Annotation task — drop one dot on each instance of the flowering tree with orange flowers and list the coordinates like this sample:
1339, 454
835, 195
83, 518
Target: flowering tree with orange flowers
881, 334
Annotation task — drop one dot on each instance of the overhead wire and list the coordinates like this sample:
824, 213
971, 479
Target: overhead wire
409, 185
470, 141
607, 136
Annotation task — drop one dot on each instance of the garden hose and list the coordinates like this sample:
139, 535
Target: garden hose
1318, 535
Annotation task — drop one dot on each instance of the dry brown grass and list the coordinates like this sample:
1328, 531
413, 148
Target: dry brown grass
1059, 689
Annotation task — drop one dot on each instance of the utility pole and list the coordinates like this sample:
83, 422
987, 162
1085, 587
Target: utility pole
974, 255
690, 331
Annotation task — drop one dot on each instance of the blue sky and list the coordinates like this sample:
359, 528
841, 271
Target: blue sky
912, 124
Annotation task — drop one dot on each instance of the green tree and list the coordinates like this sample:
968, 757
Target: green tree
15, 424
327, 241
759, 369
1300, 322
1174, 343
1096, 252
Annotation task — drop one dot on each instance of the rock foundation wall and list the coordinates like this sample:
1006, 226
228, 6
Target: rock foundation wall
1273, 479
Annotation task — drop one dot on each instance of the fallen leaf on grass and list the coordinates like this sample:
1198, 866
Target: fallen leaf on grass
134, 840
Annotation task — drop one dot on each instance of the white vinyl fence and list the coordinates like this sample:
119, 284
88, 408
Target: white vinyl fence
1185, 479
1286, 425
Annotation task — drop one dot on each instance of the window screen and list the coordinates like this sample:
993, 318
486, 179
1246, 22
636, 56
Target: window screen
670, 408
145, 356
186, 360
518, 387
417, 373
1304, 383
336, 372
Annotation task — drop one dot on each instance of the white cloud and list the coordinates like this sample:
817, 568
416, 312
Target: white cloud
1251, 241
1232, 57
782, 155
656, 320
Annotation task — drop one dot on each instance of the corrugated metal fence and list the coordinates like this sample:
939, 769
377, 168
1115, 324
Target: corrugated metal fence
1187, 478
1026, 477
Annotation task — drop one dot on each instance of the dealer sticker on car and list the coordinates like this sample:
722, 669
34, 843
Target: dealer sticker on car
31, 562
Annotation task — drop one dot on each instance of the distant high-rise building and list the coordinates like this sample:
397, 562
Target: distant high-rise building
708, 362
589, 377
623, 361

--------------------------------------------------

What to do ▸
Put every line of the records above into a numbered list, leaving out any blank lines.

Response below ▸
1. Annotation task — drop one dot on each instance of the flowering tree with orange flowers and list the coordinates like this sample:
2. 1339, 454
3. 835, 195
4. 83, 518
5. Target: flowering tree with orange flowers
6. 881, 334
7. Annotation task — drop one dot on each instance of the overhead wire and list the coordinates like this sample:
8. 824, 213
9. 971, 479
10. Target: overhead wire
11. 409, 185
12. 470, 141
13. 607, 136
14. Annotation task — drop one dot on each instance of the garden hose and list the coordinates like this sample:
15. 139, 535
16. Target: garden hose
17. 1318, 535
18. Annotation task — drop one dot on each instance of the dry brown grass and list the coordinates like this sample:
19. 1328, 531
20. 413, 148
21. Target: dry brown grass
22. 1059, 689
23. Annotation task — drop one dot on each instance of the utility pole and list the coordinates like this sample:
24. 83, 422
25. 987, 162
26. 1085, 587
27. Target: utility pole
28. 974, 255
29. 690, 331
30. Annotation task — drop one dot on each instance of the blue sky and list the coordinates like this sample:
31. 359, 528
32. 841, 271
33. Target: blue sky
34. 912, 124
35. Annotation task — drop one dot on each instance of the green tree and list the coordinates like this sample:
36. 968, 757
37. Target: green tree
38. 15, 424
39. 327, 241
40. 759, 369
41. 1300, 322
42. 1174, 343
43. 1096, 252
44. Annotation task — drop one dot on each instance of the rock foundation wall and list the coordinates like this sample:
45. 1006, 226
46. 228, 6
47. Target: rock foundation wall
48. 1273, 479
49. Annotation task — drop one dot on each instance of the fallen leaf on grass and list the coordinates like this sample:
50. 1198, 866
51. Target: fallen leaf on grass
52. 134, 840
53. Annotation task — drop one dot on each instance of the white vinyl fence and list the coordinates like this sample:
54. 119, 284
55. 88, 408
56. Target: white vinyl fence
57. 1185, 479
58. 1286, 425
59. Annotation task — drop one dot on each instance of the window screen and list the coordinates like this sample:
60. 993, 318
61. 486, 179
62. 1246, 22
63. 636, 56
64. Target: window screen
65. 670, 408
66. 145, 356
67. 186, 360
68. 518, 387
69. 417, 373
70. 1304, 383
71. 336, 372
72. Annotation task — drop one dot on each instance of the white cloud and list the coordinates like this sample:
73. 817, 568
74. 416, 312
75. Target: white cloud
76. 1251, 241
77. 1232, 57
78. 782, 155
79. 656, 320
80. Annotation task — drop one dot on each instance of the corrugated metal fence and list the coordinates like this sample:
81. 939, 769
82. 377, 168
83. 1115, 324
84. Target: corrugated metal fence
85. 1187, 478
86. 1026, 477
87. Annotation task — drop one dot on each instance of the dealer sticker on car and list the coordinates like this sample:
88. 722, 669
89. 34, 843
90. Target: dealer sticker on car
91. 31, 562
92. Annotation task — drop one dot on each instance of the distant high-rise building and list the coordinates like this sample:
93. 397, 562
94. Target: distant high-rise building
95. 708, 362
96. 589, 377
97. 623, 361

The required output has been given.